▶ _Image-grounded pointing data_
= = = = =

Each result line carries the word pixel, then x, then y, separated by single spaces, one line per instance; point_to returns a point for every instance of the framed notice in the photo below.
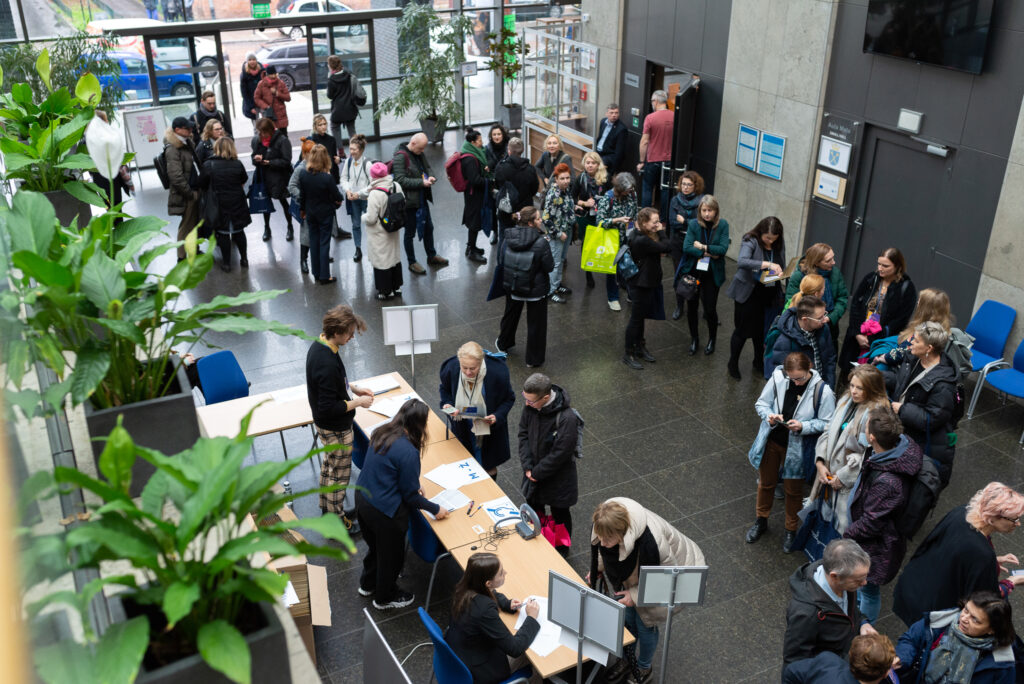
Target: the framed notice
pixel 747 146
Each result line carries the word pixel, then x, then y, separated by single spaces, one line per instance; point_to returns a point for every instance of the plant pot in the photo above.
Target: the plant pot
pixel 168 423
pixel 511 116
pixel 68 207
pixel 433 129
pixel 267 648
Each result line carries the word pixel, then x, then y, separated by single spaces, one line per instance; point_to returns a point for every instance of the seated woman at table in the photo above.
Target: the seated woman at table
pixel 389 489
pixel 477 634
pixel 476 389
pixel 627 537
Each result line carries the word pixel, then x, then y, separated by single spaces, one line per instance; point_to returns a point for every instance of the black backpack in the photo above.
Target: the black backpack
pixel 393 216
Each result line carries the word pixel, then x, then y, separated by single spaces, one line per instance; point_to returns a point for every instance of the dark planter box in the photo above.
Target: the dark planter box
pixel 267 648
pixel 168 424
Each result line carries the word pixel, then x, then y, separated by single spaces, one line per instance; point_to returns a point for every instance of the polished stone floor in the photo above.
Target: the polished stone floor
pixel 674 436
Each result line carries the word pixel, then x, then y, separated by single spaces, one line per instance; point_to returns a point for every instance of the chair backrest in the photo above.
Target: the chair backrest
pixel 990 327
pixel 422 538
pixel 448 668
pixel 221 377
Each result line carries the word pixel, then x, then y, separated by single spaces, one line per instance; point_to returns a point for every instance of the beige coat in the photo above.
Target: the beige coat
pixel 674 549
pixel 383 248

= = = = =

▶ _Try it_
The lines needed run from the first line of the records through the line containing "floor in the photo above.", both included. Restate them word for word, without pictures.

▶ _Exercise response_
Each result line carries the word pixel, then x, then y, separated by single spaces, one line per instance; point_to returns a point for every instance of the framed notice in the photo below.
Target: the framed notice
pixel 747 146
Each result line carries the word pixel, then x, then y, separated by single spaces, one line per instance; point_to returns a point for every instance of the plant pot in the photo above.
Target: the plant pot
pixel 168 423
pixel 511 116
pixel 68 207
pixel 433 129
pixel 267 648
Each result line carries the word pixel, then x, then y, separated by single spaces, one line per instance; point_to returns a point for every instance of the seated woman at table in the photo above.
Target: the seated woman at table
pixel 389 489
pixel 477 634
pixel 476 389
pixel 627 537
Each result line carries the word pixel, then x, then y, separated by single spaces, one line per instance; point_to returns a point for every instance of the black backpack in the photo above.
Target: the black backpack
pixel 393 216
Each result line carries the word pixel, then x, then y, separated by single spaces, one line per instance; point_to returns a point for every instance of the dark planter box in the photo above.
Target: the dark planter box
pixel 267 648
pixel 168 424
Each result line carries the word pixel, then x, then y, separated by single spaces, one line per instance; point_to returns a point for every instance of the polished stone floor in the photo above.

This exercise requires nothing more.